===== EXCERPT =====

We will step aside from this discussion and focus solely on the stock market and the GDP growth in UK. We are going to check, if there is any chance, that this indicator can give us some useful information about the future behavior of our equity investments.

On the chart below, we have FTSE 250 and one year change of a GDP annual growth rate. We have used the preliminary estimate, which are usually released one month after the analyzed quarter. Let’s take a look on this chart:

We can notice, that our indicator generates a lot of peaks and bottoms. The frequency is very high. We have reached a conclusion, that the peaks look like a good sync point for the market slumps. Let’s mark them on the chart and check, if our theory is correct.

GDP Stock Market

We have 9 syn point and the average interval between them is around 30 months during the last 15 years. During the test, we were afraid that, even the 1 month delay of GDP data release, can turn the entire strategy into something completely useless. A 3 months time after the real, final data are released has been deadly for it. Let’s check the path chart and judge the results:

GDP Stock Market

Our sync points have created:

  • 3 negative paths (33%)
  • 3 positive paths (33%)
  • 2 extremely negative paths (22%)
  • 1 extremely positive path (11%)

=====

§ **EXERCISE TASK 1**
In the excerpt on UK GDP and the stock market, what is the average interval between the sync points over the last 15 years?

===== RAW RECORDS =====

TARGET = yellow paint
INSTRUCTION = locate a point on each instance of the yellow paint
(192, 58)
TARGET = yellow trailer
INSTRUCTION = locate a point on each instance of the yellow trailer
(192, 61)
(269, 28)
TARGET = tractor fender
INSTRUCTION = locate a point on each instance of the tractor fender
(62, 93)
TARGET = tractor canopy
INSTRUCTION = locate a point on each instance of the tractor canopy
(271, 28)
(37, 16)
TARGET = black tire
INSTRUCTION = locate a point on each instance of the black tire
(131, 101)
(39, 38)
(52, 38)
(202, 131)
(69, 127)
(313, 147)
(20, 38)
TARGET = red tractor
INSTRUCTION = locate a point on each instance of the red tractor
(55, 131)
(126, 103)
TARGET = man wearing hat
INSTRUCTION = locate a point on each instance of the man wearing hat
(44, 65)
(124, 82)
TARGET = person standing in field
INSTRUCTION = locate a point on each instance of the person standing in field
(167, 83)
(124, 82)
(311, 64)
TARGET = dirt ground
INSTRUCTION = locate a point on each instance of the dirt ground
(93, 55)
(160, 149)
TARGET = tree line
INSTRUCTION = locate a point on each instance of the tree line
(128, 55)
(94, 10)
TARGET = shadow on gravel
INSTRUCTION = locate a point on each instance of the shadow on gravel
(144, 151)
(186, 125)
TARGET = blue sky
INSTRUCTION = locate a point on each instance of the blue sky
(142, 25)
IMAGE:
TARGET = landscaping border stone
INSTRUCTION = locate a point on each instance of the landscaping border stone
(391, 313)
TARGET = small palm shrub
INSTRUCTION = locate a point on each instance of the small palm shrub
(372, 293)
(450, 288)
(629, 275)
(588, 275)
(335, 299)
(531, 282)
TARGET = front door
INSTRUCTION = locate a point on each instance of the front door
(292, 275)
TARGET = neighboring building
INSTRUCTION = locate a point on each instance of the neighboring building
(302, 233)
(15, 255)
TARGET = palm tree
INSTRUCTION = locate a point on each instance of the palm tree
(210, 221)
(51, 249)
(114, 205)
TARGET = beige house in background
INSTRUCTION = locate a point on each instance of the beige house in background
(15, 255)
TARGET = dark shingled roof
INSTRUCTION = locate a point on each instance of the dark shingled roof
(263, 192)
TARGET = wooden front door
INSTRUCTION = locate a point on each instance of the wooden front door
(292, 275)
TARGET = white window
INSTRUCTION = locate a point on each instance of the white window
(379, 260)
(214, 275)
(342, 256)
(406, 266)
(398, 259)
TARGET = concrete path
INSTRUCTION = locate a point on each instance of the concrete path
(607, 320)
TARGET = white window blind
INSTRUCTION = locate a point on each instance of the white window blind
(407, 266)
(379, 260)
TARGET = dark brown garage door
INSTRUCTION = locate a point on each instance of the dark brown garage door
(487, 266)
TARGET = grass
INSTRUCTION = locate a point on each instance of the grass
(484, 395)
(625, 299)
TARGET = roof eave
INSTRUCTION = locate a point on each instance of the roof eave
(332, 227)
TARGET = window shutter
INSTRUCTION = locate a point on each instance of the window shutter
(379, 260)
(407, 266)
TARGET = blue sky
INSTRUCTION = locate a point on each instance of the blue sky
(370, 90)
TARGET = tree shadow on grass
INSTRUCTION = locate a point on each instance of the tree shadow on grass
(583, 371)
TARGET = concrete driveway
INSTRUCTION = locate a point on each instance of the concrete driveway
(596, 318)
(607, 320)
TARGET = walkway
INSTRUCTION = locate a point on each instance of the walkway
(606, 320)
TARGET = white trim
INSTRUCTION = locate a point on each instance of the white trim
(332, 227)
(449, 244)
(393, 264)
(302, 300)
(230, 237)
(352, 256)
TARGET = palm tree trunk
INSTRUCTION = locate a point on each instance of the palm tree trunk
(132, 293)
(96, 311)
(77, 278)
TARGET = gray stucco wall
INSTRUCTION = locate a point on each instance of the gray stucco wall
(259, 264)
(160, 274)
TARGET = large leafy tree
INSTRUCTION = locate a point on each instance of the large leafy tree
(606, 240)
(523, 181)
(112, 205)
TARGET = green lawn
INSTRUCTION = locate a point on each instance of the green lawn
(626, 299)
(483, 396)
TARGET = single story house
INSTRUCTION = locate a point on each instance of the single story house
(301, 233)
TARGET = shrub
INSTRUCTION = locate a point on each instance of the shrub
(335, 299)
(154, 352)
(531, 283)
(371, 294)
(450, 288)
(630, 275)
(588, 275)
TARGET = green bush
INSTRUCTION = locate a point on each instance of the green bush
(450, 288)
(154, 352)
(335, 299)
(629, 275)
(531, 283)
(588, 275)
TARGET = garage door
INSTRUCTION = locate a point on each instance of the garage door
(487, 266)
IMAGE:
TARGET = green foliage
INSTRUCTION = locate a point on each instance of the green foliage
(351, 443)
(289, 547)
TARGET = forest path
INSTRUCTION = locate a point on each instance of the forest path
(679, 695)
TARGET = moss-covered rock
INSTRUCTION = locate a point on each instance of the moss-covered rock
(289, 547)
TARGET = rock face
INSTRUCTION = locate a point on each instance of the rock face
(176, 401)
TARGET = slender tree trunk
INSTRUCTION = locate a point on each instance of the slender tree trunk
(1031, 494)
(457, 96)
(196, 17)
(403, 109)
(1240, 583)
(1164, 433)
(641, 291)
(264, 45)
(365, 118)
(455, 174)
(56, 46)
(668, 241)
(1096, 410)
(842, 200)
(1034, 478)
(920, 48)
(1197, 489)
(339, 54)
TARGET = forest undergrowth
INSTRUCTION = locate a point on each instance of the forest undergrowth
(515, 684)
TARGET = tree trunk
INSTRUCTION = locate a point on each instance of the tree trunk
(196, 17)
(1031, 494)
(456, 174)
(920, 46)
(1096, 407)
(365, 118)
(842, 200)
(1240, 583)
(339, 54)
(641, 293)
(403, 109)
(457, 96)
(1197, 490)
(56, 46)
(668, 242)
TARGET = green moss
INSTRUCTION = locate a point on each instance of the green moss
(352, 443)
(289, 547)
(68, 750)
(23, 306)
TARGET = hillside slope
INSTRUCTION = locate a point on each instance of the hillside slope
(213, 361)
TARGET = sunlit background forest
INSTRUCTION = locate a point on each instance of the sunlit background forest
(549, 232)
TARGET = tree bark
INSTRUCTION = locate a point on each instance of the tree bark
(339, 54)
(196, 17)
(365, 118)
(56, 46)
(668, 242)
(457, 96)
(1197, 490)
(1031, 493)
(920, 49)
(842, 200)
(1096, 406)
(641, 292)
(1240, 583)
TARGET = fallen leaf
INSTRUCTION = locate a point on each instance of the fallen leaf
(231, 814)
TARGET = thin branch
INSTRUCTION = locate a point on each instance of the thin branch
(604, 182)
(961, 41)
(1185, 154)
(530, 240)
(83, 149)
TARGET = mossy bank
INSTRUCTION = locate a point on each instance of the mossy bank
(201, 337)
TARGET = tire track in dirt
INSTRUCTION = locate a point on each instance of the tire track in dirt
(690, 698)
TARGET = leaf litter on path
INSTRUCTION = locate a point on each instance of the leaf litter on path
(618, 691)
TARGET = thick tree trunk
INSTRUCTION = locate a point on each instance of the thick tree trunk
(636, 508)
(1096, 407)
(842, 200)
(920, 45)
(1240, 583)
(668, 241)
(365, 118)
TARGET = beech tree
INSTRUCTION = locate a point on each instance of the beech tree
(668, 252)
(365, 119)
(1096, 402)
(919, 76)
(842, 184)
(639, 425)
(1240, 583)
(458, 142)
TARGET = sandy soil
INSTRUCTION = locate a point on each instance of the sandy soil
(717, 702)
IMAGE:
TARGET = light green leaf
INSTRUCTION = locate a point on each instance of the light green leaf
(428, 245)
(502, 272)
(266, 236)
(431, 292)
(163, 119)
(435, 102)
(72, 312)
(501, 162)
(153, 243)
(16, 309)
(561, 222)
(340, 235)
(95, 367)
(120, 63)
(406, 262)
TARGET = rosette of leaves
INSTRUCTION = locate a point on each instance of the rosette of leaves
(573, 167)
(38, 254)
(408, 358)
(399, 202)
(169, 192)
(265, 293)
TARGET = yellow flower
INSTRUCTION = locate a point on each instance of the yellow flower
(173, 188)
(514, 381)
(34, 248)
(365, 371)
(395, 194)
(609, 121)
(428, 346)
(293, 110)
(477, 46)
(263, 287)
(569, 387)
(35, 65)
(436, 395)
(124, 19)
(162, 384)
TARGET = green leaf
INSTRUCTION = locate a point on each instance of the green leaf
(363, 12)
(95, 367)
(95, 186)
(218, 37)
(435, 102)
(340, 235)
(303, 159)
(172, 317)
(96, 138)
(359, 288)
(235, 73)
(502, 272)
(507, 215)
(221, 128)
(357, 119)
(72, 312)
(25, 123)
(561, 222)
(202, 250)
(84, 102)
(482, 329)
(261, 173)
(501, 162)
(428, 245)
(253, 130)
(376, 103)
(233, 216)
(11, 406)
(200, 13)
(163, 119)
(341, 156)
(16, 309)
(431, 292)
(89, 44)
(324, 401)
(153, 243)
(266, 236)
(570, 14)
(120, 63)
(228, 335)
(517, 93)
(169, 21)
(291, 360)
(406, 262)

=====

§ **EXERCISE TASK 2**
Collect every line of the records that contains the word "slender". Case counts.

§ **FINISHED ANSWER 1**
Around 30 months.

§ **FINISHED ANSWER 2**
TARGET = slender tree trunk
INSTRUCTION = locate a point on each instance of the slender tree trunk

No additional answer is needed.